▶ [What needs to be done] Copy every record verbatim but exclude the pictures.

================

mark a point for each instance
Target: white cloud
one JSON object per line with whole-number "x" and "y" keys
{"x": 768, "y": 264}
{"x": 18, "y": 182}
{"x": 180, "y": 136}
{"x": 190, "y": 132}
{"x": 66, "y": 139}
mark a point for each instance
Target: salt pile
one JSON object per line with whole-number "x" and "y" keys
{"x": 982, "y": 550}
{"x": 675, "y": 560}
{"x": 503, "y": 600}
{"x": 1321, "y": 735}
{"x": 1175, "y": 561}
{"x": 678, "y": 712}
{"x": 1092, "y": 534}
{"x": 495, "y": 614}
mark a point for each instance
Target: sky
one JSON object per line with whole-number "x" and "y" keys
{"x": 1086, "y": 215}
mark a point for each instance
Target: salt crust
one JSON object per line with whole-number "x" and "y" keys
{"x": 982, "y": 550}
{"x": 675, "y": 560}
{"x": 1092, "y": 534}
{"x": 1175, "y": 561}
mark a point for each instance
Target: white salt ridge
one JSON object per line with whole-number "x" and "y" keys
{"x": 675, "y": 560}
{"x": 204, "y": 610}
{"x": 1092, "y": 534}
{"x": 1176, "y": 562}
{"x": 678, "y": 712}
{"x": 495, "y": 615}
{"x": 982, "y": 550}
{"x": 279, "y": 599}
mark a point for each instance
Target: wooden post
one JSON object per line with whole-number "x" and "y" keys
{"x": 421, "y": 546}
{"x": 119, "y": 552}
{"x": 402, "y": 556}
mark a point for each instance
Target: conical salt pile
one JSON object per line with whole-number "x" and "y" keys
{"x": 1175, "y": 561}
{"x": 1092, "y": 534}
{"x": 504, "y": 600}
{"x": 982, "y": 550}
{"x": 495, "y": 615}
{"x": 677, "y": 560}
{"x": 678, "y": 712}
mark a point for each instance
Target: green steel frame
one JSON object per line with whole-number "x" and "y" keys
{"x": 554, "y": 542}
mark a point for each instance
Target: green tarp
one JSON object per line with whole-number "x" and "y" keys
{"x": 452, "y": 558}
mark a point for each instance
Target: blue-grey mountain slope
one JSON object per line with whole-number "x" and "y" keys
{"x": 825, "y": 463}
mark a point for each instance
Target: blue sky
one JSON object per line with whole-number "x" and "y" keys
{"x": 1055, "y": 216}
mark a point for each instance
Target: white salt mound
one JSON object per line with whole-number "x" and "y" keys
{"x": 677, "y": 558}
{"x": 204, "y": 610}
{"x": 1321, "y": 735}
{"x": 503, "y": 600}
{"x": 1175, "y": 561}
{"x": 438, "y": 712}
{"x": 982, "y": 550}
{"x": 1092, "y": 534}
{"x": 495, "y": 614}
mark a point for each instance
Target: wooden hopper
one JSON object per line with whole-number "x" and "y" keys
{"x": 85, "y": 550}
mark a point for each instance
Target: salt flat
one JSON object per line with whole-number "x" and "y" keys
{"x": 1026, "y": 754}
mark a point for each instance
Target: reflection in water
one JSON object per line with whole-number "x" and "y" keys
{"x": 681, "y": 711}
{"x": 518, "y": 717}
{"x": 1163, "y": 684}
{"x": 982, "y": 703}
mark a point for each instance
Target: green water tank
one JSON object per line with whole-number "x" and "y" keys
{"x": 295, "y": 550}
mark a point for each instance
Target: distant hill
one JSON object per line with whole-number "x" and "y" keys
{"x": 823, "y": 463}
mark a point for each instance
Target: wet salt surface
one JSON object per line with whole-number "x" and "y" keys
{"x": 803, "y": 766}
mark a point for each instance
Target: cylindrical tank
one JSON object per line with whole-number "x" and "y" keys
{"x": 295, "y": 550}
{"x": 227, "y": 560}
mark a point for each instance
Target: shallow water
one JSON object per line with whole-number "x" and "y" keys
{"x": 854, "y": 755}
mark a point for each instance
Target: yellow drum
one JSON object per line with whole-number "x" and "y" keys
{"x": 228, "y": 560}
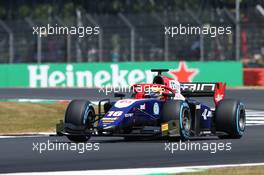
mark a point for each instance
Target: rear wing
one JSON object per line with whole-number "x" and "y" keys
{"x": 216, "y": 90}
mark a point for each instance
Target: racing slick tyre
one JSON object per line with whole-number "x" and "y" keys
{"x": 78, "y": 117}
{"x": 230, "y": 118}
{"x": 178, "y": 110}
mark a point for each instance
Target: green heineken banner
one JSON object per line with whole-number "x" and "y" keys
{"x": 116, "y": 74}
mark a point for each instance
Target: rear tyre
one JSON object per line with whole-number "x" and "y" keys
{"x": 78, "y": 118}
{"x": 178, "y": 110}
{"x": 231, "y": 119}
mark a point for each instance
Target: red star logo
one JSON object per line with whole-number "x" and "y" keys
{"x": 183, "y": 73}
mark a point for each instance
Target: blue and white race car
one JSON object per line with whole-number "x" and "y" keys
{"x": 164, "y": 108}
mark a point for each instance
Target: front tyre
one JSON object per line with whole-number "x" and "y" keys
{"x": 231, "y": 119}
{"x": 78, "y": 118}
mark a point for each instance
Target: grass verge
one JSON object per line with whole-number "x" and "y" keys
{"x": 249, "y": 170}
{"x": 29, "y": 117}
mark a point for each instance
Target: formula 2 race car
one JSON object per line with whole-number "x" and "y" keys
{"x": 165, "y": 108}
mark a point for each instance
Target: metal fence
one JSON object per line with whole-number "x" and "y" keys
{"x": 132, "y": 37}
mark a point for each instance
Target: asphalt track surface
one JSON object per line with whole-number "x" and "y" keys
{"x": 17, "y": 154}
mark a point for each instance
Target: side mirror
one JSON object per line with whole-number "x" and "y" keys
{"x": 171, "y": 95}
{"x": 120, "y": 95}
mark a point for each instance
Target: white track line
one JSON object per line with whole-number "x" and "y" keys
{"x": 144, "y": 171}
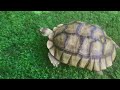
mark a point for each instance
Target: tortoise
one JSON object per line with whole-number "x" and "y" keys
{"x": 81, "y": 45}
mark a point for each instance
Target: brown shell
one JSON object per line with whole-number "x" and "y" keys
{"x": 83, "y": 45}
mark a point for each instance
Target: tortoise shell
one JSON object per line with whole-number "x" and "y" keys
{"x": 82, "y": 45}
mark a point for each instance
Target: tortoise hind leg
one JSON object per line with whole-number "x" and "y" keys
{"x": 53, "y": 60}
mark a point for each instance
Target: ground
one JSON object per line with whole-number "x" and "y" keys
{"x": 23, "y": 51}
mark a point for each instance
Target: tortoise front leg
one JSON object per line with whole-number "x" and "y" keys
{"x": 53, "y": 60}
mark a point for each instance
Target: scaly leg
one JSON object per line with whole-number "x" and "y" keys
{"x": 53, "y": 60}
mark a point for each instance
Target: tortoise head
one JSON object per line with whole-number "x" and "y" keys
{"x": 45, "y": 31}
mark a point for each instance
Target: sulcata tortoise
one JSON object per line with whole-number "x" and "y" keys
{"x": 81, "y": 45}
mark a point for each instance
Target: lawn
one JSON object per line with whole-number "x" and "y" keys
{"x": 23, "y": 51}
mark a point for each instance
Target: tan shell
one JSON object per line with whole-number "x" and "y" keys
{"x": 82, "y": 45}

================

▶ [Answer box]
mark a point for each instance
Target: white cloud
one JSON object per line with whole-number "x" and "y" keys
{"x": 768, "y": 264}
{"x": 18, "y": 182}
{"x": 180, "y": 136}
{"x": 190, "y": 132}
{"x": 66, "y": 139}
mark a point for each instance
Target: salt pile
one JSON object per line with whole-number "x" and "y" keys
{"x": 982, "y": 550}
{"x": 675, "y": 560}
{"x": 503, "y": 600}
{"x": 1321, "y": 735}
{"x": 1175, "y": 561}
{"x": 678, "y": 712}
{"x": 1092, "y": 534}
{"x": 495, "y": 614}
mark a point for each instance
Target: sky
one JSON object per line with whole-number "x" and "y" keys
{"x": 1086, "y": 215}
mark a point for each instance
Target: salt crust
one JSON object per line with whole-number "x" and "y" keys
{"x": 982, "y": 550}
{"x": 675, "y": 560}
{"x": 1092, "y": 534}
{"x": 1175, "y": 561}
mark a point for each instance
Target: white salt ridge
one JSON object per line with whole-number "x" and "y" keys
{"x": 675, "y": 560}
{"x": 204, "y": 610}
{"x": 1092, "y": 534}
{"x": 1176, "y": 562}
{"x": 678, "y": 712}
{"x": 495, "y": 615}
{"x": 982, "y": 550}
{"x": 279, "y": 599}
mark a point for each instance
Target: wooden post
one JSON object per line with whole-number "x" and "y" keys
{"x": 421, "y": 546}
{"x": 119, "y": 552}
{"x": 402, "y": 556}
mark a point for each instance
Target: conical salt pile
one JSON object per line with whole-number "x" and "y" keys
{"x": 1175, "y": 561}
{"x": 1092, "y": 534}
{"x": 504, "y": 600}
{"x": 982, "y": 550}
{"x": 495, "y": 615}
{"x": 677, "y": 560}
{"x": 678, "y": 712}
mark a point for each instance
Target: green steel frame
one JSON object per line with whole-number "x" and "y" keys
{"x": 554, "y": 542}
mark a point for each instance
Target: green tarp
one JSON object per line with whole-number "x" and "y" keys
{"x": 452, "y": 558}
mark a point for each instance
Target: blue-grey mountain slope
one JSON object per line with whole-number "x" and "y" keys
{"x": 825, "y": 463}
mark a point for each instance
Target: blue sky
one JSON object per line with whole-number "x" and "y" keys
{"x": 1055, "y": 216}
mark a point for each instance
Target: white salt mound
one JSON object per line with whole-number "x" and "y" keys
{"x": 677, "y": 558}
{"x": 204, "y": 610}
{"x": 1321, "y": 735}
{"x": 503, "y": 600}
{"x": 1175, "y": 561}
{"x": 438, "y": 712}
{"x": 982, "y": 550}
{"x": 1092, "y": 534}
{"x": 495, "y": 614}
mark a point for each instance
Target: wooden hopper
one JSON object per line with whole-number "x" and "y" keys
{"x": 85, "y": 550}
mark a point for each instance
Target: salt flat
one JSON object per line with whole-number "x" and "y" keys
{"x": 1026, "y": 754}
mark a point for each instance
Target: reflection in water
one JSON object per line with whole-number "x" and "y" keys
{"x": 681, "y": 711}
{"x": 518, "y": 717}
{"x": 1163, "y": 684}
{"x": 982, "y": 703}
mark a point for each instance
Target: green water tank
one JSON object per line with whole-number "x" and "y" keys
{"x": 295, "y": 550}
mark a point for each instance
Target: distant hill
one JSON object per line with whole-number "x" and "y" keys
{"x": 823, "y": 463}
mark a point for each instance
Target: wet salt surface
one JSON object per line with whole-number "x" and "y" keys
{"x": 803, "y": 766}
mark a point for each instance
Target: cylindrical tank
one JSON object per line with whole-number "x" and "y" keys
{"x": 295, "y": 550}
{"x": 227, "y": 560}
mark a point for each instance
Target: shallow water
one JSON object per line with whole-number "x" and "y" keys
{"x": 854, "y": 755}
mark a point for each instance
Target: yellow drum
one JSON object per line with whole-number "x" and "y" keys
{"x": 228, "y": 560}
mark a point for each instance
Target: rear wing
one JSON object per line with whole-number "x" and "y" keys
{"x": 216, "y": 90}
mark a point for each instance
Target: racing slick tyre
one JSON object per line with whole-number "x" and "y" keys
{"x": 78, "y": 117}
{"x": 230, "y": 118}
{"x": 178, "y": 110}
mark a point for each instance
Target: green heineken banner
one JSON object per line with whole-number "x" and "y" keys
{"x": 116, "y": 74}
mark a point for each instance
Target: rear tyre
one JSON object per line with whole-number "x" and "y" keys
{"x": 78, "y": 118}
{"x": 178, "y": 110}
{"x": 231, "y": 119}
mark a point for each instance
Target: red star logo
one JSON object per line with whole-number "x" and "y" keys
{"x": 183, "y": 73}
mark a point for each instance
Target: blue and white race car
one JSON object per line with whole-number "x" and "y" keys
{"x": 164, "y": 108}
mark a point for each instance
Target: front tyre
one JSON object per line with whole-number "x" and "y" keys
{"x": 231, "y": 119}
{"x": 78, "y": 118}
mark a point for each instance
Target: grass verge
one JSON object per line with whole-number "x" and "y" keys
{"x": 249, "y": 170}
{"x": 29, "y": 117}
mark a point for each instance
Target: formula 2 race car
one JSON object per line with whole-number "x" and "y" keys
{"x": 165, "y": 108}
mark a point for each instance
Target: metal fence
one JSON object per line with whole-number "x" and "y" keys
{"x": 132, "y": 37}
mark a point for each instance
Target: asphalt track surface
one JSON object per line with whole-number "x" and "y" keys
{"x": 17, "y": 154}
mark a point for each instance
Target: side mirror
one JSON object per line with whole-number "x" and "y" keys
{"x": 171, "y": 95}
{"x": 120, "y": 95}
mark a point for each instance
Target: white track line
one JSON object per line with whole-number "x" and "y" keys
{"x": 144, "y": 171}
mark a point for each instance
Target: tortoise
one JSON object per line with whole-number "x" and "y" keys
{"x": 81, "y": 45}
mark a point for each instance
Target: brown shell
one JSON object per line with whole-number "x" and "y" keys
{"x": 83, "y": 45}
mark a point for each instance
Target: tortoise shell
one JSON object per line with whole-number "x" and "y" keys
{"x": 82, "y": 45}
mark a point for each instance
Target: tortoise hind leg
one JSON object per line with whole-number "x" and "y" keys
{"x": 53, "y": 60}
mark a point for each instance
Target: ground
one JSON object per line with whole-number "x" and "y" keys
{"x": 23, "y": 51}
mark a point for each instance
Target: tortoise front leg
one JSON object per line with whole-number "x" and "y" keys
{"x": 53, "y": 60}
mark a point for each instance
Target: scaly leg
one JSON object per line with whole-number "x" and "y" keys
{"x": 53, "y": 60}
mark a point for each instance
Target: tortoise head
one JSON object per line with whole-number "x" and "y" keys
{"x": 45, "y": 31}
mark a point for each instance
Target: sulcata tortoise
one JSON object per line with whole-number "x" and "y" keys
{"x": 81, "y": 45}
mark a point for each instance
Target: lawn
one JSON object per line with whole-number "x" and "y" keys
{"x": 23, "y": 51}
mark a point for each instance
Target: tan shell
one JSON object per line with whole-number "x" and "y" keys
{"x": 82, "y": 45}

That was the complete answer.